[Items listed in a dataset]
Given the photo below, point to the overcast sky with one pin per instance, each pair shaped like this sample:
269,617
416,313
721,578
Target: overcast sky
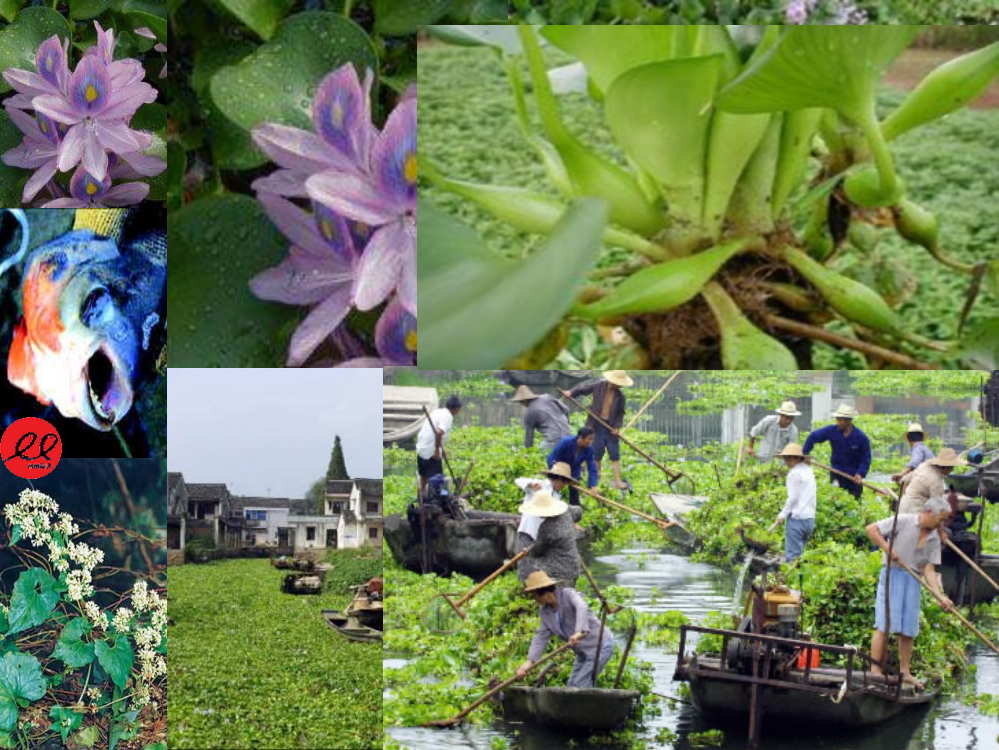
270,432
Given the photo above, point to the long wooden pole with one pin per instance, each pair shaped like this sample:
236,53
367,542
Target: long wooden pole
958,615
971,562
649,402
658,521
868,485
505,684
669,472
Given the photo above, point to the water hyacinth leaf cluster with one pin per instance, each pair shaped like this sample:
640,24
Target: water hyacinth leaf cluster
755,134
324,113
83,120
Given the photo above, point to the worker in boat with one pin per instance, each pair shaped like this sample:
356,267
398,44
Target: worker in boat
608,403
546,414
918,452
565,615
851,449
929,480
774,431
917,545
799,510
431,440
577,450
548,525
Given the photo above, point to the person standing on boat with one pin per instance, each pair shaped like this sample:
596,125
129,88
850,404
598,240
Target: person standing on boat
431,439
799,510
851,449
918,452
548,525
575,451
917,545
608,403
774,432
546,414
565,615
929,480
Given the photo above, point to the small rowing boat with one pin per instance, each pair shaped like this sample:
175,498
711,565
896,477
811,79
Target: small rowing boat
574,710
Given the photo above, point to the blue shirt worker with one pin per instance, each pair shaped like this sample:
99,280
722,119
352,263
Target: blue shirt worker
851,449
576,451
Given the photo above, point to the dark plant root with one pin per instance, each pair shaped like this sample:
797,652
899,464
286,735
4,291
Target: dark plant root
688,337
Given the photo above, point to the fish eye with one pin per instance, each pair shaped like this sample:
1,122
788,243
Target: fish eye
95,305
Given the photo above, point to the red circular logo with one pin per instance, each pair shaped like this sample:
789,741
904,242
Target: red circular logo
30,448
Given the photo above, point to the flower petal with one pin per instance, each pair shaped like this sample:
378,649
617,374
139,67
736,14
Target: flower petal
318,326
395,335
90,86
126,194
341,113
377,273
351,195
50,61
393,160
58,108
296,149
71,149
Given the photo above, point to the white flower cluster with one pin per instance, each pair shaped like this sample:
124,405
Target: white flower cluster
39,518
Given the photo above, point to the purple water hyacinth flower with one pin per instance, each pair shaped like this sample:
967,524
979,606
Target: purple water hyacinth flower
318,271
385,199
88,192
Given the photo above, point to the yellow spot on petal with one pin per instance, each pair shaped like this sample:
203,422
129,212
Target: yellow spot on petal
411,169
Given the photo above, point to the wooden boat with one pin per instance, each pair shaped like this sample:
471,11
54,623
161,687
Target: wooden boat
573,710
718,697
474,547
300,583
350,627
366,610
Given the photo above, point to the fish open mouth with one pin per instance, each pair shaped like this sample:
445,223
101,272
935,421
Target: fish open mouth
107,392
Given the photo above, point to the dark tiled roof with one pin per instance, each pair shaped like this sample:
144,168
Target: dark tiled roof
173,479
370,486
206,491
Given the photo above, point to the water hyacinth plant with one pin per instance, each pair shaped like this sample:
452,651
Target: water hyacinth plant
79,121
750,164
357,247
89,670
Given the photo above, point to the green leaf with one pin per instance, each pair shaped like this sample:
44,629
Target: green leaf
836,67
220,243
20,40
71,648
20,680
666,134
151,13
504,38
950,87
609,51
277,82
261,16
483,309
10,8
401,17
64,720
35,596
980,345
82,10
116,659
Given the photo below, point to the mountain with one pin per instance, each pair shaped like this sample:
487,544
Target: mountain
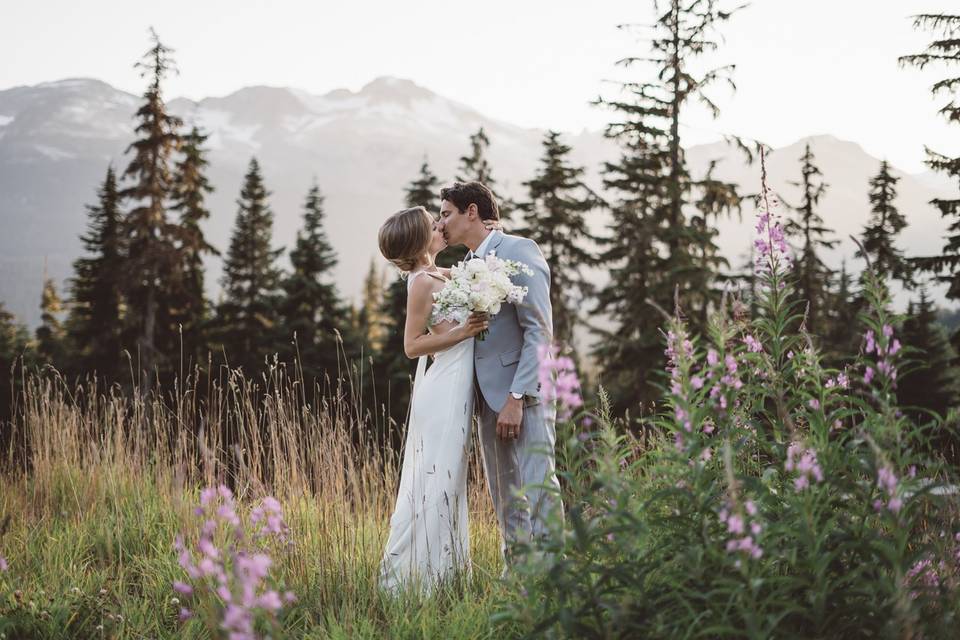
57,138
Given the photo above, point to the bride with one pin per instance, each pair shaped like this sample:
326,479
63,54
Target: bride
429,535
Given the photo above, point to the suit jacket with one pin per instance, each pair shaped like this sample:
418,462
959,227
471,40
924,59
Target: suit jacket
506,360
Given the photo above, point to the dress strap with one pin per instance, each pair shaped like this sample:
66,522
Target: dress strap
418,376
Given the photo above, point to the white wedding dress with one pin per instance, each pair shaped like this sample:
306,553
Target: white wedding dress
429,536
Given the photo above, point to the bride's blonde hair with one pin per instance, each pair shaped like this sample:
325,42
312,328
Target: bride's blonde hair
405,237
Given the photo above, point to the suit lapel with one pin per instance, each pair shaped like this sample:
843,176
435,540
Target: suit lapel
494,242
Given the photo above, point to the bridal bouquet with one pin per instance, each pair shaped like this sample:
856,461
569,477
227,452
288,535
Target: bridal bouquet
479,285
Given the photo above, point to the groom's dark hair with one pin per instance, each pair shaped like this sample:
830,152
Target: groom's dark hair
463,194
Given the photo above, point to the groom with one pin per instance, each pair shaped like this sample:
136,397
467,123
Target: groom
517,434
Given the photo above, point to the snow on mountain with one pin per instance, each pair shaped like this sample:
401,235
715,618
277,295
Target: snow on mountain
362,147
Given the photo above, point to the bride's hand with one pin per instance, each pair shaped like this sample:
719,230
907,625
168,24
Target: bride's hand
476,323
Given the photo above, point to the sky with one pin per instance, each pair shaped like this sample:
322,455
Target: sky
803,67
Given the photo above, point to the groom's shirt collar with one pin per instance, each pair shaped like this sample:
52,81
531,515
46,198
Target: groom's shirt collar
482,249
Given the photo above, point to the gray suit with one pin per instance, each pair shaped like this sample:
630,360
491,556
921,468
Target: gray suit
506,361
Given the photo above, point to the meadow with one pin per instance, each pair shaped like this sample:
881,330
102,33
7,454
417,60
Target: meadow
102,490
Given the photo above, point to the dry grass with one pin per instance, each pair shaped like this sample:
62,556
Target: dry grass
101,481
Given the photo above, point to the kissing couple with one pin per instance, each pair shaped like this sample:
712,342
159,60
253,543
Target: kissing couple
494,378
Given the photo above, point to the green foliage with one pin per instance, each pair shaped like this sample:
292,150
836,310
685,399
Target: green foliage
772,498
94,320
150,237
247,330
813,276
885,223
944,50
555,217
662,241
190,189
50,334
315,319
932,383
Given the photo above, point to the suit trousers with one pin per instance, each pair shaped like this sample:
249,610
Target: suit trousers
521,472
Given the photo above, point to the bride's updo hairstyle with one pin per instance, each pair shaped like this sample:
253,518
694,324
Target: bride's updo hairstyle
405,237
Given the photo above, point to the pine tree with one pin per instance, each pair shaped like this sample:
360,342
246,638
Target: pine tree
475,166
312,312
190,189
933,383
841,336
879,236
716,199
655,247
369,323
944,49
50,334
152,263
94,322
13,345
630,352
246,318
813,276
555,218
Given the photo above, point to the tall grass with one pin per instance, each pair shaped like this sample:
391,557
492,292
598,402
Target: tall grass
99,483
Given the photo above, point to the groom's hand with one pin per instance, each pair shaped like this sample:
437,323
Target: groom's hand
508,422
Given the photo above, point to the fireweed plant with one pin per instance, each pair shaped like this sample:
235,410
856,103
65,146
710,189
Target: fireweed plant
773,497
226,583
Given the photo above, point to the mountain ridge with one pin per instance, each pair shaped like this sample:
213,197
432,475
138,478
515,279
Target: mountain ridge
362,147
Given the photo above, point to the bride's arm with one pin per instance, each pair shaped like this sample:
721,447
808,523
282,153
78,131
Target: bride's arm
416,342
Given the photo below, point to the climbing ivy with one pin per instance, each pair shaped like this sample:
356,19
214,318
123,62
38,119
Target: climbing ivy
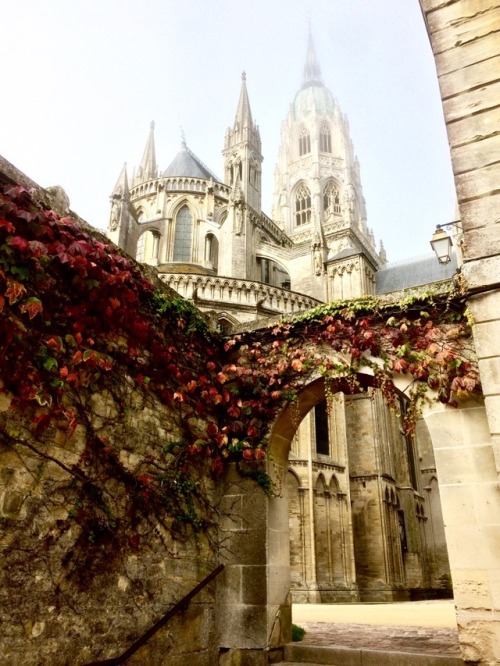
78,318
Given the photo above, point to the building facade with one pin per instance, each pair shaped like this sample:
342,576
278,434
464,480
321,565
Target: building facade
365,517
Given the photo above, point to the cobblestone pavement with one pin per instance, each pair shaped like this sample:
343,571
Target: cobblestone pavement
425,640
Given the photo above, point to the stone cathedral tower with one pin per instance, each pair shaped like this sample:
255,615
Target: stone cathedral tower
354,483
318,198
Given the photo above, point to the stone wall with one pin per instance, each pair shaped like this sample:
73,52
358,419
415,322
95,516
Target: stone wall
69,601
464,36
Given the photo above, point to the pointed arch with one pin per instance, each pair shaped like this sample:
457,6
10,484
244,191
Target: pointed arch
147,247
303,205
211,251
304,141
325,138
331,197
183,235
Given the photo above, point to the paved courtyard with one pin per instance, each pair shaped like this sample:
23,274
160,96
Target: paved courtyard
427,627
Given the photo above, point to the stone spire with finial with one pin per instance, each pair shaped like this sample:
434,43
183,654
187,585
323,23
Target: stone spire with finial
148,168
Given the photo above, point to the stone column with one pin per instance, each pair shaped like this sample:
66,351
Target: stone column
470,497
465,42
253,600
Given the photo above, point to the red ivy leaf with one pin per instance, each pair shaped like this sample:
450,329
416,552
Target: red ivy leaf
14,291
32,306
8,226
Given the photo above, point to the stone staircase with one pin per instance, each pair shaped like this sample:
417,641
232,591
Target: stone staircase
296,654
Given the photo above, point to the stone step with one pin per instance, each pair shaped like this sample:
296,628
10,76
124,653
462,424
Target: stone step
295,654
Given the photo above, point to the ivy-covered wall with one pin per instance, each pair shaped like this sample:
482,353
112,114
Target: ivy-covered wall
120,412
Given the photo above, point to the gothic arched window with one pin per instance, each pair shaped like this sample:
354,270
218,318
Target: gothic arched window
304,142
302,205
325,139
147,247
331,198
183,235
211,251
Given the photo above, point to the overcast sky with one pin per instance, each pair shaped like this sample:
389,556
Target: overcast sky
82,80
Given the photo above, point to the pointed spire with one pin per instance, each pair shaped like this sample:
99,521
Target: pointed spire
312,70
148,165
243,113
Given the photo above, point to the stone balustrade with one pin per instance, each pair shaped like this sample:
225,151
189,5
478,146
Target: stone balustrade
179,183
238,294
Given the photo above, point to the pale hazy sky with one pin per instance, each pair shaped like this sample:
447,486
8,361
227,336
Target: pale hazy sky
81,81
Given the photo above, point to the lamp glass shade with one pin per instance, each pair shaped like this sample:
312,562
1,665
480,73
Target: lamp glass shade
441,244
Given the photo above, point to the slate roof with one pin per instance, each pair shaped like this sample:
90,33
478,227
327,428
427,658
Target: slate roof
414,273
185,163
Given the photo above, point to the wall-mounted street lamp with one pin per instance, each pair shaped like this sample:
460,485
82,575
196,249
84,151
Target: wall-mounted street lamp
441,243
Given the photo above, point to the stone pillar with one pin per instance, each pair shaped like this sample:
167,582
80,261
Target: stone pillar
253,600
465,43
470,497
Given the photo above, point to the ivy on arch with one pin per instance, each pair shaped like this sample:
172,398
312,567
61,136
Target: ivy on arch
78,318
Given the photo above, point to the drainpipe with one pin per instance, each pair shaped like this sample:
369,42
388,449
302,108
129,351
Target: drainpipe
311,506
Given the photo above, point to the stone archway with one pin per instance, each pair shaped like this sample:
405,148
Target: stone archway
254,603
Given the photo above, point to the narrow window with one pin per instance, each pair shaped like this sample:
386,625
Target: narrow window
325,139
321,427
331,198
302,206
304,142
211,251
147,247
183,235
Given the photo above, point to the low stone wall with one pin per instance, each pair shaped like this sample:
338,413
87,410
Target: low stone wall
66,598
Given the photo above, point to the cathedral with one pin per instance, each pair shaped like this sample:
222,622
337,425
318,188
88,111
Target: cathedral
364,508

## YOUR TASK
Can you update the rows from the line containing "Given the photo above, point to the wall-mounted" through the end of the rows, replacing "stone archway" with "stone gateway" and leaving everything else unchanged?

## OUTPUT FOR THIS TASK
Given the photo above, point to the wall-mounted street lamp with one pin per instance, each pair shaped like this sample:
460,485
82,575
196,249
84,151
Target: wall-mounted street lamp
441,243
Given the photo above, point to the stone pillar with one pin per instance, each pair shaped like this sample:
167,582
80,261
Target: stone pillar
253,600
465,43
470,497
Given the photo above, point to the ivy on arch with one pin per instance, each pair shaped like this sample:
172,398
312,567
61,136
Target: ivy on arch
78,318
Given the photo above, point to the drainpipe with one pin per instance, each pair shaped like this sample:
369,42
388,449
302,108
129,351
Target: drainpipe
311,506
Given the photo above, point to the stone gateway with one pin per instance, each pair shaped like this sample:
405,148
Target: stone gateway
254,603
Given the photo above, point to the narrow window with one pin per instance, each pair shaped like this sample:
386,625
Target: narrow window
325,139
321,427
331,198
302,206
304,142
211,251
147,247
183,235
Given the photo above, point to the low stone wall with one pin per instance, each pair shaped like this sample:
338,413
87,410
Target: low stone wall
66,598
Given the photo above, point to the cathedral with one pin per instance, each pair shaped like this sample:
222,622
337,425
318,188
88,111
Target: cathedral
364,508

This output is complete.